## What this task involves
Your task is to transcribe the entries below exactly, beginning with the line containing "Task: annotate every instance of the shrub" and ending with the final line, and to add nothing else.
———
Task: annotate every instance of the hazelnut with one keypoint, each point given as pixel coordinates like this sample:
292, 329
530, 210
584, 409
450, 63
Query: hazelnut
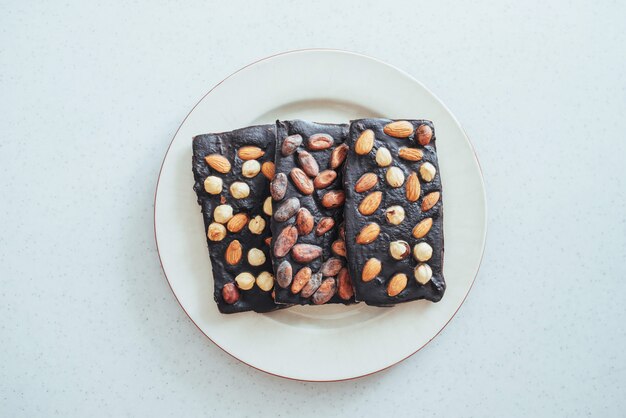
422, 251
213, 185
256, 257
250, 168
399, 249
395, 215
423, 273
223, 213
265, 281
245, 281
216, 232
256, 225
428, 171
267, 206
383, 157
239, 190
395, 177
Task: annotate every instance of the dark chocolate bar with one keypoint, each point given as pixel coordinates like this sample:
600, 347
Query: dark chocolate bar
307, 250
232, 171
393, 211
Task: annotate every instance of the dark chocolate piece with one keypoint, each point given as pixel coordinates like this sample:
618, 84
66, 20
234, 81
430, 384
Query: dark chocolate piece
307, 251
231, 170
393, 205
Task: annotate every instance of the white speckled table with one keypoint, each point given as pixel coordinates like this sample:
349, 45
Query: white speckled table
92, 93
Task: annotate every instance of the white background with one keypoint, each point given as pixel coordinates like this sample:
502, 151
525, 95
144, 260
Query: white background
91, 95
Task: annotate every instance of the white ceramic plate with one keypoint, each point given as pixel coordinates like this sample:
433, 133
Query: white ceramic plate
324, 86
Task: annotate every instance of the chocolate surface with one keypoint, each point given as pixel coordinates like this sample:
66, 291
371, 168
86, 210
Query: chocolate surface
228, 145
406, 135
308, 213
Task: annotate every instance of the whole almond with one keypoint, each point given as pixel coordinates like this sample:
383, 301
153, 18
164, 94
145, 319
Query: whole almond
325, 292
312, 285
333, 199
371, 269
319, 142
364, 142
430, 200
338, 156
237, 222
399, 129
301, 181
287, 209
278, 186
308, 163
368, 234
339, 247
230, 294
410, 154
233, 253
284, 274
345, 290
366, 182
324, 225
218, 163
413, 188
424, 134
250, 153
300, 280
285, 240
268, 169
331, 267
422, 228
324, 179
305, 253
370, 203
397, 284
290, 144
304, 222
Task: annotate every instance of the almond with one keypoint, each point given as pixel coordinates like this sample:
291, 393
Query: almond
250, 153
368, 234
339, 247
301, 181
300, 280
325, 292
268, 169
305, 253
365, 142
345, 290
410, 154
370, 203
319, 142
397, 284
338, 156
324, 225
422, 228
430, 200
308, 163
285, 241
413, 188
230, 294
324, 179
366, 182
233, 253
333, 199
371, 269
399, 129
424, 134
304, 222
218, 163
237, 222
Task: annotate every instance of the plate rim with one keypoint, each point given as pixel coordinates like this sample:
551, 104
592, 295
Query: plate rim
342, 51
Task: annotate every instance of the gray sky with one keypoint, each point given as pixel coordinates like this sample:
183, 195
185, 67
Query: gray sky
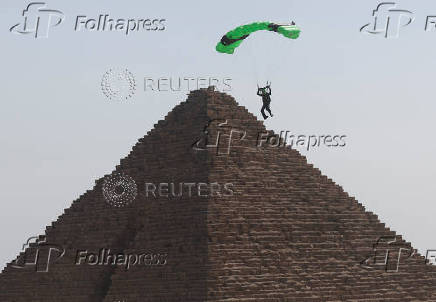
58, 132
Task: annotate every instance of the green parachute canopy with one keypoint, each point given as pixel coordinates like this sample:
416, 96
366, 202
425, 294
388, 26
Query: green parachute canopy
234, 38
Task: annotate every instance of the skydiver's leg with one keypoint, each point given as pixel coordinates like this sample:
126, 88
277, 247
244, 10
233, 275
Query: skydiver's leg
263, 111
268, 109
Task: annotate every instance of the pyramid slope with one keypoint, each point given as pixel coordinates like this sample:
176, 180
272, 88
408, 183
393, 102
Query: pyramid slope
288, 233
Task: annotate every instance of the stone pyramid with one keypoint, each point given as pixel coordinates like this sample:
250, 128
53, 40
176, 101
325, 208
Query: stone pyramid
199, 211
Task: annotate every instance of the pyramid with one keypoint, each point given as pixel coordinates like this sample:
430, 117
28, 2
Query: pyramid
200, 210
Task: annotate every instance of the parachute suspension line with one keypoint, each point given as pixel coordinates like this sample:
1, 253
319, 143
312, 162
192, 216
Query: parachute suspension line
253, 62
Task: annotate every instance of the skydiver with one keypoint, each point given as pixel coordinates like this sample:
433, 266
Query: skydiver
265, 93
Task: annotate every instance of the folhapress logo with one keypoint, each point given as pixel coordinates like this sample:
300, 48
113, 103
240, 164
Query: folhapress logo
38, 20
38, 255
388, 20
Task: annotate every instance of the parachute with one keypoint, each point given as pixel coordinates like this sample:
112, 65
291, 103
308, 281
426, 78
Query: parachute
234, 38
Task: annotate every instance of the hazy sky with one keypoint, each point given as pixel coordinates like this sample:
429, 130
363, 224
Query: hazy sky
58, 132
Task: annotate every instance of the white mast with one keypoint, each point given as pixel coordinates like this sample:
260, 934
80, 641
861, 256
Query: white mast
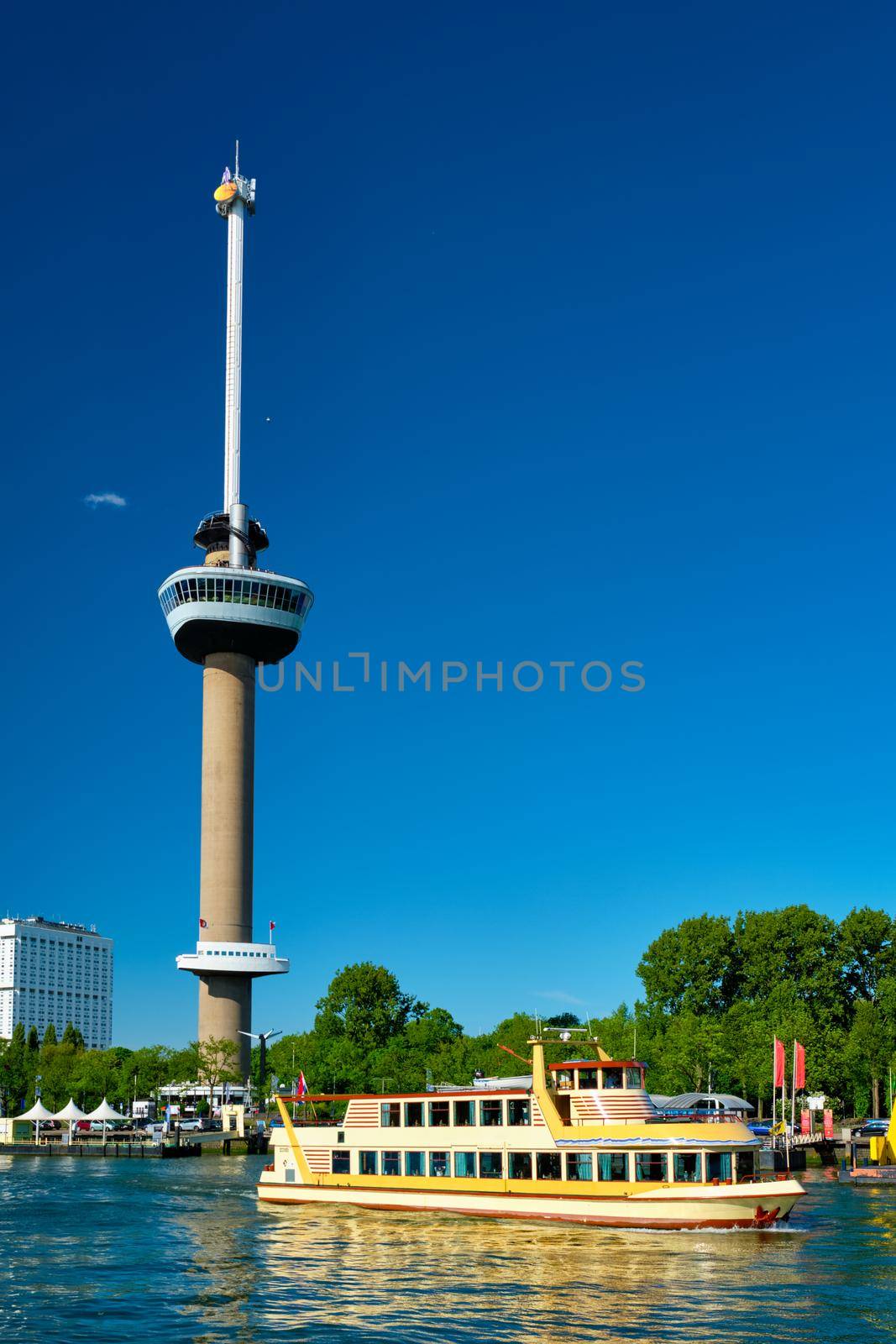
234, 351
235, 201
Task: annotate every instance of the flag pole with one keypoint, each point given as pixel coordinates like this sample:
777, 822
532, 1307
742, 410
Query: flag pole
783, 1106
793, 1095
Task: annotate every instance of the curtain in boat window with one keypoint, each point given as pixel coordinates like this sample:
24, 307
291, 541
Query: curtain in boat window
718, 1166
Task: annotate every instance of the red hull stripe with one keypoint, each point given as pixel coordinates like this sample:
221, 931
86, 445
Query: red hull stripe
652, 1225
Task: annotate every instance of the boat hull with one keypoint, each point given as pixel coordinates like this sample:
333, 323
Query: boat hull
754, 1205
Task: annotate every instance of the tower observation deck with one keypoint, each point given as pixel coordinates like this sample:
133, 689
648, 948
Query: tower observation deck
228, 615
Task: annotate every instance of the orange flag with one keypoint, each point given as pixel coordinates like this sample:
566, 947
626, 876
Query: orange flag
799, 1066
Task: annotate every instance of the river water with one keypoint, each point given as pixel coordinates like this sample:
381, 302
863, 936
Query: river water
128, 1250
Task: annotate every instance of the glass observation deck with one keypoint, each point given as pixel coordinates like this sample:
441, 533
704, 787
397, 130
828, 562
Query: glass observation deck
234, 611
234, 958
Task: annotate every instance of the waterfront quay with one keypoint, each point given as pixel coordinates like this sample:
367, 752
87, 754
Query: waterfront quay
110, 1252
224, 1146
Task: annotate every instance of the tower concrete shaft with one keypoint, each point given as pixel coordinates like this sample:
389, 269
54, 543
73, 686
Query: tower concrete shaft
230, 616
228, 820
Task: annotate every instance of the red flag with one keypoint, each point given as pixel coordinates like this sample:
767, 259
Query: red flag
799, 1065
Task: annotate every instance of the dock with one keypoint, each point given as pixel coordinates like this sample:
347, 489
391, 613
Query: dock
107, 1149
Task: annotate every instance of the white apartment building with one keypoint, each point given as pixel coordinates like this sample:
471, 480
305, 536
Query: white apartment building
55, 974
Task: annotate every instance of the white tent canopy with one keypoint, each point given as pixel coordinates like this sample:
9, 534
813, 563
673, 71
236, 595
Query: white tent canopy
38, 1112
70, 1112
103, 1112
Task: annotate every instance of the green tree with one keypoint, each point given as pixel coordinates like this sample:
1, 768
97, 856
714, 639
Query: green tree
13, 1070
867, 951
795, 947
367, 1005
217, 1062
691, 968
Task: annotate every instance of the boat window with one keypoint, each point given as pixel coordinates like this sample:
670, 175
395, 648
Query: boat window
746, 1164
649, 1166
439, 1113
414, 1164
490, 1166
520, 1166
547, 1166
579, 1167
465, 1164
492, 1112
687, 1167
718, 1166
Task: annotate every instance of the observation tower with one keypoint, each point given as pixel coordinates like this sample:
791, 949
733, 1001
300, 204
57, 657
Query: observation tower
228, 616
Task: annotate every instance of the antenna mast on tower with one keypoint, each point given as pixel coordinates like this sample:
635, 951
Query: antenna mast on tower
234, 201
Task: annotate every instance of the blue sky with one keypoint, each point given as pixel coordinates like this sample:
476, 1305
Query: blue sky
569, 336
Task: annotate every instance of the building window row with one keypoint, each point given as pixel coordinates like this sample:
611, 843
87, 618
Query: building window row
246, 591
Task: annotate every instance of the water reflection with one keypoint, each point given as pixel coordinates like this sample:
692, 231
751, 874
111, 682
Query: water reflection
181, 1252
396, 1274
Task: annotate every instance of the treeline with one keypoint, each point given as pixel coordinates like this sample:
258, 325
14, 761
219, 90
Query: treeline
63, 1068
715, 994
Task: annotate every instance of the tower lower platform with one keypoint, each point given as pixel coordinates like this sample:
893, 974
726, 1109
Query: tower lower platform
223, 609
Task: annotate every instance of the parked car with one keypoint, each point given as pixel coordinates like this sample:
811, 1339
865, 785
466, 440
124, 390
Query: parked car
871, 1128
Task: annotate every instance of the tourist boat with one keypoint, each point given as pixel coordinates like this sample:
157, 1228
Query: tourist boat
579, 1142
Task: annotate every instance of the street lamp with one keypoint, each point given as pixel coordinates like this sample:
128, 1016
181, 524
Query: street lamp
262, 1038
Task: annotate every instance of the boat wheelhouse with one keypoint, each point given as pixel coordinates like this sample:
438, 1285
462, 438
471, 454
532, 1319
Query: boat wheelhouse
579, 1142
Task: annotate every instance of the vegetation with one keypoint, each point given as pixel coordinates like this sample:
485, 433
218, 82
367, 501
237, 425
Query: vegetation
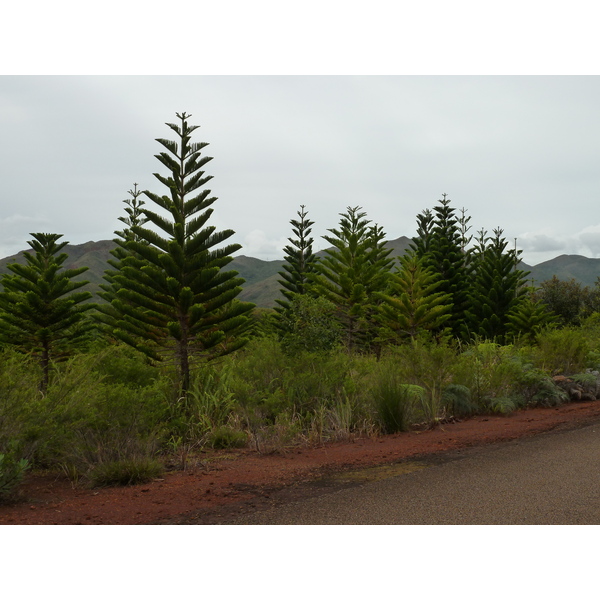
173, 291
358, 346
40, 312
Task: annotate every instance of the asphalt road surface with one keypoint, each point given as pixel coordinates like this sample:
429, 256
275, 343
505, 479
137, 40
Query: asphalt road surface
551, 479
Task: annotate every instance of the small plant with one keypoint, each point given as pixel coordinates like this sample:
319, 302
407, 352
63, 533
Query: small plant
502, 405
127, 471
394, 400
12, 471
226, 437
538, 389
562, 351
458, 400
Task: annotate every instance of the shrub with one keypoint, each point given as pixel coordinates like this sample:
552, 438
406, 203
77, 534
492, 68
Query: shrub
394, 400
227, 437
538, 389
458, 401
562, 351
491, 373
126, 471
12, 470
429, 365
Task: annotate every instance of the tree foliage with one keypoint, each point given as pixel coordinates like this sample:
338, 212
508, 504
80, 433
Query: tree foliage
413, 304
440, 241
351, 273
181, 300
299, 260
497, 286
41, 313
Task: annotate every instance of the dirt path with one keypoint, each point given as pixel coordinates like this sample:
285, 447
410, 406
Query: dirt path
223, 485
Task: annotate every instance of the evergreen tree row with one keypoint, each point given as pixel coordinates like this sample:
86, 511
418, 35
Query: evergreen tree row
443, 285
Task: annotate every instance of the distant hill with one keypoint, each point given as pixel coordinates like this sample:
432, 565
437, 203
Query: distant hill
261, 276
567, 266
———
## Response below
Task: annotate every instance of the shrub with one keypoint, each point given as pixel coordinates like this sample:
552, 438
406, 203
77, 534
492, 68
Query: shrub
394, 400
227, 437
538, 389
458, 401
562, 351
491, 373
126, 471
12, 470
429, 365
Task: annotate every instance of the tree foliage with one keypoint, each point given as pixel coordinates like this sample:
338, 212
508, 504
80, 433
Query: tree foliage
413, 304
440, 241
351, 273
181, 300
299, 260
497, 286
41, 313
Task: annotate every instance of the dirt path with one keypoint, each point given as pixel coordinates like this sample:
285, 447
410, 406
Query: dirt path
223, 485
Task: annotate every instance of the evergreen tree row with one keypoint, each point given as pixel coordinates like this sample:
86, 511
418, 35
Query: evergreen tree row
443, 285
Task: annotate every instance of the distant hill with one keypoint, each point given as pixel coordinates like this sample:
432, 565
437, 203
Query: distant hill
261, 276
567, 266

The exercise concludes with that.